== DATA FOR PROCESSING

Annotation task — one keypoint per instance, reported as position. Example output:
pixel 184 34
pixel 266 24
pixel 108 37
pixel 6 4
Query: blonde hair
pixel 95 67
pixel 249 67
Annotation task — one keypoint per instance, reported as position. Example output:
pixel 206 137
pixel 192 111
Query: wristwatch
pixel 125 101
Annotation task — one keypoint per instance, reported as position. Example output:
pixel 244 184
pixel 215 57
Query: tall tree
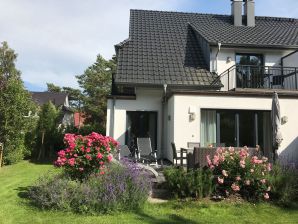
pixel 74 95
pixel 96 83
pixel 47 129
pixel 53 88
pixel 15 104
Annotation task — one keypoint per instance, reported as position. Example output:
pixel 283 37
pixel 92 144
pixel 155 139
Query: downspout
pixel 163 103
pixel 218 50
pixel 112 117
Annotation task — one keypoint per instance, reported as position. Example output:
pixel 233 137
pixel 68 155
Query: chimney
pixel 237 12
pixel 249 12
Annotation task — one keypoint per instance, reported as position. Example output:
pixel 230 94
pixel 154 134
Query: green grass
pixel 15 209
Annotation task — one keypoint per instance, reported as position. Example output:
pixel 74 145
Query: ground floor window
pixel 236 128
pixel 141 124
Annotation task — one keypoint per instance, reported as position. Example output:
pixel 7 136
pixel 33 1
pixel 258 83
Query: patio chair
pixel 192 145
pixel 145 150
pixel 124 152
pixel 175 156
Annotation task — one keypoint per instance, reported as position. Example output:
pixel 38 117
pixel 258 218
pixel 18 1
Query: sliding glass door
pixel 141 124
pixel 236 128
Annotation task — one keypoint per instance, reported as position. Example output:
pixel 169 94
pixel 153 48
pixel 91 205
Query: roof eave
pixel 233 45
pixel 179 86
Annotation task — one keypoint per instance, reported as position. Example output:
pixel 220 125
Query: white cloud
pixel 58 39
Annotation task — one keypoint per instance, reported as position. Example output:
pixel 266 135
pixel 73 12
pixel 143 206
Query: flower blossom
pixel 220 180
pixel 224 173
pixel 242 163
pixel 235 187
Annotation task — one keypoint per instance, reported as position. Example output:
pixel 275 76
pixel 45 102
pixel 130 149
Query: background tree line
pixel 29 131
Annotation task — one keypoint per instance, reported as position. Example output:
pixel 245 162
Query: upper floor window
pixel 250 59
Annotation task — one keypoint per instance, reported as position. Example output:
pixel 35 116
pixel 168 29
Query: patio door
pixel 250 70
pixel 141 124
pixel 236 128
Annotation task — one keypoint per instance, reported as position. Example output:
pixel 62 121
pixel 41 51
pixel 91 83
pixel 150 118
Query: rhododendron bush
pixel 86 155
pixel 238 172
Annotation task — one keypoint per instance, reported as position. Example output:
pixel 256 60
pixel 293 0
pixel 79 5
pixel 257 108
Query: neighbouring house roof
pixel 58 99
pixel 163 47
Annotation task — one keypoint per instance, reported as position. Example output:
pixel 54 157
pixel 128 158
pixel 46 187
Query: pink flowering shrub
pixel 86 155
pixel 237 172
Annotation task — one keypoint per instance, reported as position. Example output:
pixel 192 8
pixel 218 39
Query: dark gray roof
pixel 163 47
pixel 41 98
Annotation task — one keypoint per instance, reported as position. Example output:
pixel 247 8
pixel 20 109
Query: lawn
pixel 15 209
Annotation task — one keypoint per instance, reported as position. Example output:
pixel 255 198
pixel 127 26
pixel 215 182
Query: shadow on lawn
pixel 172 219
pixel 42 162
pixel 23 192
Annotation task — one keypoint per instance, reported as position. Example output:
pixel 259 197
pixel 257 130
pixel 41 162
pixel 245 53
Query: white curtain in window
pixel 208 127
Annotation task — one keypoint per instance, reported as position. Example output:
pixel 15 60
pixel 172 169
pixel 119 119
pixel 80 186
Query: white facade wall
pixel 146 100
pixel 189 131
pixel 292 60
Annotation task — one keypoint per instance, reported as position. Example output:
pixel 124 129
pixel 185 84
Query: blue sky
pixel 58 39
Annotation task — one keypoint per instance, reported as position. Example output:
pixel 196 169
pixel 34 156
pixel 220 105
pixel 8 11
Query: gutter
pixel 284 57
pixel 163 104
pixel 218 50
pixel 112 117
pixel 227 45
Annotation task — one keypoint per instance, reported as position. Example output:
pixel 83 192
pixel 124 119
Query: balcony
pixel 259 77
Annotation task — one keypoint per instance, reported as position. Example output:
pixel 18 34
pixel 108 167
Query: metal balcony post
pixel 228 79
pixel 296 79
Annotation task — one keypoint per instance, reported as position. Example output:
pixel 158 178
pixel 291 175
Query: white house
pixel 190 77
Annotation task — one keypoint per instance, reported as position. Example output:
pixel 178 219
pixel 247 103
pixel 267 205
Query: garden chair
pixel 175 156
pixel 145 150
pixel 124 152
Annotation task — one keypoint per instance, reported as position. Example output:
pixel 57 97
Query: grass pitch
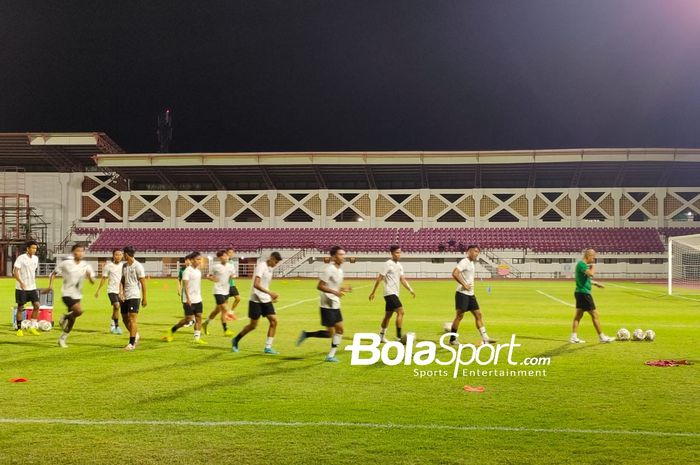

====

YOUR GOAL: Copy all of the data above word for word, and leave the pictures out of your copy.

ANSWER TO THIS EXERCISE:
Annotation task — one keypoint per instance, reported as position. Example output:
pixel 184 34
pixel 266 24
pixel 108 37
pixel 6 4
Query: blonde hair
pixel 95 67
pixel 249 67
Annotation task — one keypoint per instance, reported as position. Example output:
pixel 206 137
pixel 192 111
Query: wristwatch
pixel 125 101
Annotation task — one keypoint per instance, reported as position. Example output:
pixel 244 184
pixel 215 57
Query: tall tree
pixel 74 95
pixel 96 83
pixel 47 129
pixel 53 88
pixel 15 104
Annotation task — one keypoint per instance, reported as position. Example output:
pixel 283 37
pixel 92 144
pixel 155 139
Query: downspout
pixel 163 103
pixel 218 50
pixel 112 117
Annotation task — one keypoint per instance, reported as position. Example output:
pixel 233 137
pixel 68 155
Query: chimney
pixel 237 12
pixel 249 12
Annotation task — one keypoint per instance, reported as position. Example output:
pixel 230 94
pixel 154 134
Query: green grass
pixel 15 209
Annotation task — one keypoint per instance, reported as position. Example output:
pixel 74 145
Query: ground floor window
pixel 236 128
pixel 141 124
Annotation task — one keypoint per instance, reported as position. Example output:
pixel 7 136
pixel 33 1
pixel 258 83
Query: patio chair
pixel 192 145
pixel 145 150
pixel 124 152
pixel 175 156
Annotation task — one keypoint per instance, reported as position. Example output:
pixel 38 117
pixel 258 218
pixel 18 1
Query: sliding glass door
pixel 141 124
pixel 236 128
Annotation task — one keypoint per instance, reported as position. Example output:
pixel 169 94
pixel 153 48
pixel 91 205
Query: roof eave
pixel 233 45
pixel 179 86
Annotation task — one keypoint per instance, reported as position. Example output:
pixel 220 125
Query: white cloud
pixel 58 39
Annotation task — one keypoint per instance, reported as position. Example output:
pixel 266 135
pixel 73 12
pixel 143 206
Query: flower blossom
pixel 220 180
pixel 224 173
pixel 242 163
pixel 235 187
Annotation task — one keypoint per instance, reported as position. Example output:
pixel 275 76
pixel 45 102
pixel 130 149
Query: background tree line
pixel 29 131
Annotation task — one keypoint per instance, reported as position. Example output:
pixel 245 162
Query: upper floor window
pixel 250 59
Annotation task — one keypoint per instance, reported as position. Example output:
pixel 35 116
pixel 168 29
Query: patio door
pixel 250 70
pixel 141 124
pixel 236 128
Annotation task — one keypoint per instance, reported as position. Example output:
pixel 62 121
pixel 41 51
pixel 91 83
pixel 150 118
Query: rhododendron bush
pixel 86 155
pixel 238 172
Annotation task — one keypoint per instance, reported as position. Example output:
pixel 256 60
pixel 293 0
pixel 79 5
pixel 257 108
Query: neighbouring house roof
pixel 58 99
pixel 163 47
Annotation task — one keypoint per instance, reported as position. Example output:
pixel 54 157
pixel 128 158
pixel 46 187
Query: pink flowering shrub
pixel 86 155
pixel 237 172
Annotation task — one keypoint per instance, reported as position. Example output:
pixel 192 8
pixel 218 39
Query: dark gray roof
pixel 163 47
pixel 41 98
Annotation task — one keypoint per instance, reported as position. Example output:
pixel 247 8
pixel 20 109
Query: lawn
pixel 15 209
Annotation task — one keypoint per instance, reported as position. Example output:
pixel 255 198
pixel 127 26
pixel 215 182
Query: shadow on lawn
pixel 172 219
pixel 42 162
pixel 23 192
Annotation task — one keypoint per instance, reported as position. Example output:
pixel 259 197
pixel 257 130
pixel 41 162
pixel 245 53
Query: white curtain in window
pixel 208 127
Annotation task — one keypoint per instance, reported as position. Example output:
pixel 15 60
pixel 172 169
pixel 119 119
pixel 80 186
Query: white facade wall
pixel 146 100
pixel 189 131
pixel 292 60
Annotation task — one keypoint per instance, reported as position. Example output:
pixel 124 129
pixel 185 84
Query: blue sky
pixel 58 39
Annotation task — one keypoint per instance, reported as position. Example output:
pixel 196 169
pixel 34 156
pixel 220 105
pixel 8 11
Query: gutter
pixel 284 57
pixel 163 104
pixel 218 50
pixel 112 117
pixel 227 45
Annotation task — one keypoint per instance, reported as position. Example output:
pixel 83 192
pixel 124 119
Query: balcony
pixel 259 77
Annotation task — one keypoint per instance, reported as position. Example output:
pixel 18 34
pixel 108 167
Query: metal balcony post
pixel 228 79
pixel 296 79
Annotation task — one keypoint per instance, reported as position. Example output:
pixel 158 178
pixel 291 175
Query: white house
pixel 190 77
Annotation task — one keypoint per instance, reported as position. Example output:
pixel 178 219
pixel 247 103
pixel 267 205
Query: garden chair
pixel 175 156
pixel 145 150
pixel 124 152
Annotation task — one keypoint per instance, reported as position. Example output:
pixel 57 97
Query: grass pitch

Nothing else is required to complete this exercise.